→ **Tareas y ejercicios**
**A)** Renombra un término en el texto sobre qué significa pensar: reescribe el fragmento comprendido entre «Lo que sigue» y «supuestamente todos pensamos.», ambos incluidos, poniendo «planteamiento» en lugar de «enunciado».
**B)** Prosigue el texto sobre qué significa pensar a partir de su última oración.

→ **Sección del documento**
>>>>

En el siglo XX, la pregunta por lo que significa el pensar se nos abre con la obra de Heidegger. Desde Heidegger sabíamos explícitamente que «filosofar es pensar».
Lo que sigue ahora, como siempre, es aclarar este enunciado, por eso se hace pertinente volver a hacerse la pregunta ¿qué significa pensar?, porque supuestamente todos pensamos.
Pero los acontecimientos que vienen sucediendo en nuestro tiempo, en nuestro continente y en el mundo desde principios de este siglo, muestran claramente que no todo el mundo piensa, aunque tenga cerebro, libros publicados.
Con la cabeza habitualmente razonamos acerca de cualquier cosa, indistintamente de que sea o no fundamental, pero, cuando ejercemos lo que significa el pensar, pensamos en lo que «da que pensar».
Lo que «da que pensar» nos motiva y obliga a no tomar cualquier respuesta rápida o fácilmente, porque precisamente lo que «da que pensar» nos anuncia que detrás de lo pensado hay algo no sólo complejo sino preocupante, que puede en determinado momento cuestionar no sólo nuestras ideas sino hasta nuestra propia existencia.
Por eso es bueno detenerse en la pregunta ¿qué es aquello que da que pensar?, para saber a qué atenerse cuando nos toca una situación digna de ser meditada, razonada y, en este caso, pensada. Cuando llegamos a esta situación, podemos darnos cuenta de que solamente «lo grave da que pensar», pero entonces ya no estamos hablando de algún problema trivial, simple o interesante, sino de algo profundo.

<<<<

Una serie de entradas
>>>>

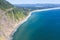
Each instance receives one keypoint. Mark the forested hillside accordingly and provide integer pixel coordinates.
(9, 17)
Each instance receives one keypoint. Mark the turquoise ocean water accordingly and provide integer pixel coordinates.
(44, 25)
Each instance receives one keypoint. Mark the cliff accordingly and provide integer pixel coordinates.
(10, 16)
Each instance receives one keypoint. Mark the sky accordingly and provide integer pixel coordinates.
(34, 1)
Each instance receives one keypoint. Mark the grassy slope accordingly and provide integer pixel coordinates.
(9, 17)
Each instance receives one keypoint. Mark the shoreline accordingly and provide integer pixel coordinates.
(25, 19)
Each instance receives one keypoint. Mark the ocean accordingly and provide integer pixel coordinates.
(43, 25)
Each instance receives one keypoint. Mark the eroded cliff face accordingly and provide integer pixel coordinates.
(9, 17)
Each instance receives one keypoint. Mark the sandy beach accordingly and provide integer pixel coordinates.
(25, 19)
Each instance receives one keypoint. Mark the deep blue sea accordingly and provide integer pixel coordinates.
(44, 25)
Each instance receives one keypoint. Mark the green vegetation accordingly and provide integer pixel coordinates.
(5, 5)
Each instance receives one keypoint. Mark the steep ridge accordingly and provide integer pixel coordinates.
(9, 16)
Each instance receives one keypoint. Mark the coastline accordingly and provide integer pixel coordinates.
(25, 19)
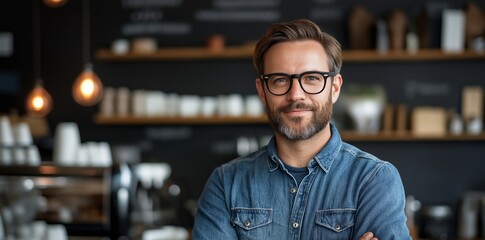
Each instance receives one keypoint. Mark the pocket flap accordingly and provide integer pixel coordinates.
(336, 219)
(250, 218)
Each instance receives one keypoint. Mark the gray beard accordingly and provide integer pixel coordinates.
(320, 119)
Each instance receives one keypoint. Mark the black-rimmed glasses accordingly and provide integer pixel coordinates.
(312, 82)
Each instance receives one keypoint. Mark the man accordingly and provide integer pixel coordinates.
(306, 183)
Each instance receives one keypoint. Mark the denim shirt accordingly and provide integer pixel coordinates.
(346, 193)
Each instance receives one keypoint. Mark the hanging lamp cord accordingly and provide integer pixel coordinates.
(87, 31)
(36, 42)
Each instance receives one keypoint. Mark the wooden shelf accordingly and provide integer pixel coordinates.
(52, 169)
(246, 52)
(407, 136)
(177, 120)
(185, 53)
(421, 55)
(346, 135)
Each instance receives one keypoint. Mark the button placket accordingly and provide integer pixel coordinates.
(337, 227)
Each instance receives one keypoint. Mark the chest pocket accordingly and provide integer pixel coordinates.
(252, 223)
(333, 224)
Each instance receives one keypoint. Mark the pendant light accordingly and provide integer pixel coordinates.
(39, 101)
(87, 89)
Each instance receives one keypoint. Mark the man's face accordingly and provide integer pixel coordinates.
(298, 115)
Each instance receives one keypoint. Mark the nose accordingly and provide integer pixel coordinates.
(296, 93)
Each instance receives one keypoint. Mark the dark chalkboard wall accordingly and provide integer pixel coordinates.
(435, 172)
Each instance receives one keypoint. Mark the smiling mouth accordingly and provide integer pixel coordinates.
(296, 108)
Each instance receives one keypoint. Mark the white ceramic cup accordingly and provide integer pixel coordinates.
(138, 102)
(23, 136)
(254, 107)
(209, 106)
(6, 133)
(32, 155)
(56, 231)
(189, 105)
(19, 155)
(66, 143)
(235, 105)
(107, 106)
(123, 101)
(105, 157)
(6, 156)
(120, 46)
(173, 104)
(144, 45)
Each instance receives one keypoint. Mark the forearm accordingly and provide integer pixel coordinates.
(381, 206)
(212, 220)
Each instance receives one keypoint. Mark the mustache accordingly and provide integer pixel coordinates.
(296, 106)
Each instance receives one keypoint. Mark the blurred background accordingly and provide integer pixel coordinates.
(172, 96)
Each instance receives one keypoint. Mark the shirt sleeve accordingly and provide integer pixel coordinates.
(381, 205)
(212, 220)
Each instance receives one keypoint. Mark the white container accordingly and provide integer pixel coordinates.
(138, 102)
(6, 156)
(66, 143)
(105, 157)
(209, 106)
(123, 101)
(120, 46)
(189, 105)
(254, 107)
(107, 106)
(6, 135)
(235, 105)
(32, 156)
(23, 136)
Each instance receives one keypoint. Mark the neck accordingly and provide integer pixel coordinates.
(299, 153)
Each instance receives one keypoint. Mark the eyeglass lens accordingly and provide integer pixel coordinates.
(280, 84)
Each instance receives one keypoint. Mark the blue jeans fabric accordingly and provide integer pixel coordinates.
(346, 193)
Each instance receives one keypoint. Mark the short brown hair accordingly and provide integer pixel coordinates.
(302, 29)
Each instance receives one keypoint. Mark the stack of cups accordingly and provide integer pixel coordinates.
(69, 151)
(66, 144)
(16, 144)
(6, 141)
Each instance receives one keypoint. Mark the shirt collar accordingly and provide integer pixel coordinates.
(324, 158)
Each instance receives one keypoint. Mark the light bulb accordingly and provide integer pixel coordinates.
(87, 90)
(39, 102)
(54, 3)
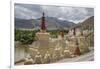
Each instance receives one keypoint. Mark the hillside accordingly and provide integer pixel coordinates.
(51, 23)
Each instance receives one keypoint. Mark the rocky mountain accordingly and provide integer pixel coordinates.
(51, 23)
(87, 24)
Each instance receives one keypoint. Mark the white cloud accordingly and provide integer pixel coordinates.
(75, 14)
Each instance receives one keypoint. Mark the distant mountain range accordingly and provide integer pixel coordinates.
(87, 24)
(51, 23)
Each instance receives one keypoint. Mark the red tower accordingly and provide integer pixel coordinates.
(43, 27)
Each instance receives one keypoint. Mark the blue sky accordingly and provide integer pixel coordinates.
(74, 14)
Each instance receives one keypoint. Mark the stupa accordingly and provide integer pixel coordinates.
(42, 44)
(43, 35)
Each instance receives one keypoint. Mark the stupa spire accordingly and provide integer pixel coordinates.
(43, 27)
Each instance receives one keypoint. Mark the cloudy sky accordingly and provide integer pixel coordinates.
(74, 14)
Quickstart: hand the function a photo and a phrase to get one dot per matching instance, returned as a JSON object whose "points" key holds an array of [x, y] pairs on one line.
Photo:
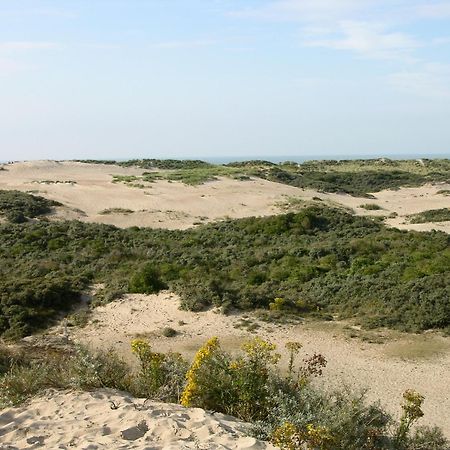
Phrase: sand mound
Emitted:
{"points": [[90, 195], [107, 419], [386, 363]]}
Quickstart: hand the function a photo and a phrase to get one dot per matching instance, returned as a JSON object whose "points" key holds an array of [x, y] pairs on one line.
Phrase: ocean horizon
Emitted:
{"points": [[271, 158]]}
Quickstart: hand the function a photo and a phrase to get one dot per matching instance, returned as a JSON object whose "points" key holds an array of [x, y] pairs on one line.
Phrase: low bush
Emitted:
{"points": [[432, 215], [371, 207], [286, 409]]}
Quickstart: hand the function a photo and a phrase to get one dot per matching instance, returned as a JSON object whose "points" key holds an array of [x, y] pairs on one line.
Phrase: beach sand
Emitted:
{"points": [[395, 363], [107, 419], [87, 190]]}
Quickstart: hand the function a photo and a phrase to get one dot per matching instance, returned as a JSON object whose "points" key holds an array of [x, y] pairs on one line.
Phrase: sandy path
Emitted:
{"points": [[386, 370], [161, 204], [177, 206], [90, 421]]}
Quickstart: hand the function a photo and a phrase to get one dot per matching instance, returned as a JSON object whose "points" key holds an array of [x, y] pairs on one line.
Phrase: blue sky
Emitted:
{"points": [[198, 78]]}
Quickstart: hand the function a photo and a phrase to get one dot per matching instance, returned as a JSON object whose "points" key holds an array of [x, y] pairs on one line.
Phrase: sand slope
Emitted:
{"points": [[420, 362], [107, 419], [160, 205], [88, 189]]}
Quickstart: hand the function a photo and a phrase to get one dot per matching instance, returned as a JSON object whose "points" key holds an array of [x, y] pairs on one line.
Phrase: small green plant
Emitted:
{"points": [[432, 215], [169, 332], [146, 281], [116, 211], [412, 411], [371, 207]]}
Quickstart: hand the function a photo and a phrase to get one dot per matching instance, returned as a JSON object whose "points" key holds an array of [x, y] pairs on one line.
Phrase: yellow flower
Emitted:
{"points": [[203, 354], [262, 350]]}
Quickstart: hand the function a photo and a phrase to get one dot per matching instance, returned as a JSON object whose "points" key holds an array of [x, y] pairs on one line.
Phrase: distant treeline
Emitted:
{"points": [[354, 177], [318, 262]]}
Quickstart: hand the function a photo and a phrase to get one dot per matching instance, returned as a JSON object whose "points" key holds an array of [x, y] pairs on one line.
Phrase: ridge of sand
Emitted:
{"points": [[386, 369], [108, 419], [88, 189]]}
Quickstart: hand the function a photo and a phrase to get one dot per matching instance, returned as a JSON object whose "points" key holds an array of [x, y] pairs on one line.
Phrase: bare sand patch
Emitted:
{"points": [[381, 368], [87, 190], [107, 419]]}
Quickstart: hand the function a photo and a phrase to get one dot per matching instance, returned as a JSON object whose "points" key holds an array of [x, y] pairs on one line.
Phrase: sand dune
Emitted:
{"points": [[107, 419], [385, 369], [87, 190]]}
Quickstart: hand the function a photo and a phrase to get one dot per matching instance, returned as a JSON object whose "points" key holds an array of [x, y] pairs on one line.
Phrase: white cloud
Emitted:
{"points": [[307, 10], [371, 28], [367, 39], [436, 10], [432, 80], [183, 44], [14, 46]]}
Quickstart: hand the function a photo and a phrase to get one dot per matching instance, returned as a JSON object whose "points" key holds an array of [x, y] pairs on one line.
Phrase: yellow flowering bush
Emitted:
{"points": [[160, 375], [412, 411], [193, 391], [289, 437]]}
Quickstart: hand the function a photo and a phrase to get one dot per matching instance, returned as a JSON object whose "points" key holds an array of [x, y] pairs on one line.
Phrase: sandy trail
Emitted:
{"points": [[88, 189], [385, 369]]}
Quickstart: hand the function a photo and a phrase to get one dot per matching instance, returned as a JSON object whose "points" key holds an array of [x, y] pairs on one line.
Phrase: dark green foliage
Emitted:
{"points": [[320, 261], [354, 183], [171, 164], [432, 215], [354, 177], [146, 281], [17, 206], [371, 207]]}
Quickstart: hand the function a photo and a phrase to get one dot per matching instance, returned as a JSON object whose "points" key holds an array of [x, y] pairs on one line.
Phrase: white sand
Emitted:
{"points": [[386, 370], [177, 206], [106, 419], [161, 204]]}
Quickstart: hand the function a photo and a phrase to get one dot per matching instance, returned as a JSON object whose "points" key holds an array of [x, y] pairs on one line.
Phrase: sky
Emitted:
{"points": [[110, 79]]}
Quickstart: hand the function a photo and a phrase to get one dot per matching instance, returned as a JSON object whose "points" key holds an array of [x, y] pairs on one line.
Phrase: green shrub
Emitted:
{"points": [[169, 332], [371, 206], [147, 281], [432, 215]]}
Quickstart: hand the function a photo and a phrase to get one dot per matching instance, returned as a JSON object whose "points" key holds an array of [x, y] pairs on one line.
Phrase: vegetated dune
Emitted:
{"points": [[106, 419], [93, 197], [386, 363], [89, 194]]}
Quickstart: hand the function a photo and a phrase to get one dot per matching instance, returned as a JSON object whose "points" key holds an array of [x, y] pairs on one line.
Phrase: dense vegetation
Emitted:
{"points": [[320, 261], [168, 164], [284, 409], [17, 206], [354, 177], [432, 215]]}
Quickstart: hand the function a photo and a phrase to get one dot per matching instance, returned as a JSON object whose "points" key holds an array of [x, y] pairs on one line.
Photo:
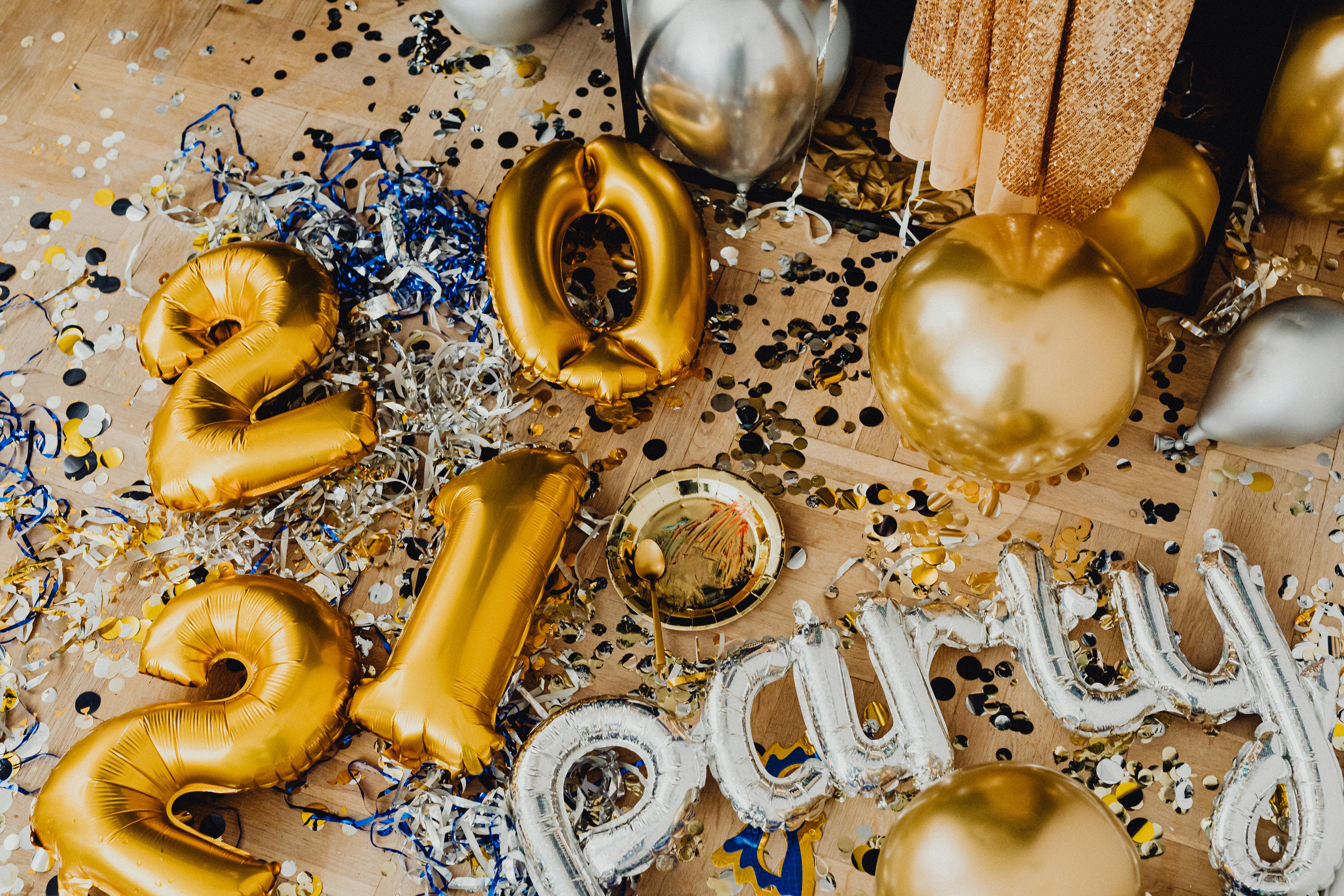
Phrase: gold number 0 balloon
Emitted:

<<<<

→ **Resultados por tarea**
**A)**
Lo que sigue ahora, como siempre, es aclarar este planteamiento, por eso se hace pertinente volver a hacerse la pregunta ¿qué significa pensar?, porque supuestamente todos pensamos.

**B)**
Esto quiere decir que solamente cuando nos enfrentamos a un problema grave, nos enfrentamos a lo que significa el pensar, porque sólo «lo grave da que pensar».
Ahora bien, podemos soslayar la gravedad del problema y dejar de pensar, pero, si reconocemos su gravedad, también estamos reconociendo que ese problema es digno de ser pensado.
Por eso cuando la razón llega a lo que significa el pensar, no puede despachar fácilmente el problema a ser pensado, por la gravedad del problema, y por eso mismo la razón ahora debe abocarse a pensar.
Esto quiere decir que para que el pensar acontezca, la razón tiene que abocarse a la gravedad del problema.
Pero sólo de acuerdo a la gravedad del problema. Porque no todo es grave, ni todo lo grave es gravísimo, por eso es menester distinguir con cuidado entre las gravedades situacionales o coyunturales y las gravedades epocales.
Dicho de otro modo, si lo grave es lo que da que pensar, «lo gravísimo» da mucho más que pensar, al pensar; o sea, que cuanto más grave sea lo pensado, tanto más profundo y radical se convierte el pensar.
Sólo cuando con la razón estamos al interior de una situación gravísima, entonces podemos pensar.
Ahora bien, entonces podemos preguntarnos ya no sólo por lo que significa el pensar, sino por el qué del pensar, que es aquello que en definitiva piensa el pensar cuando piensa.
Por eso ahora podemos transformar la pregunta: ¿qué es lo gravísimo de nuestra época?
O, si no, para aclarar más la pregunta: ¿qué es lo que da que pensar de tal modo que la tematización de lo gravísimo profundice a tal grado el pensar?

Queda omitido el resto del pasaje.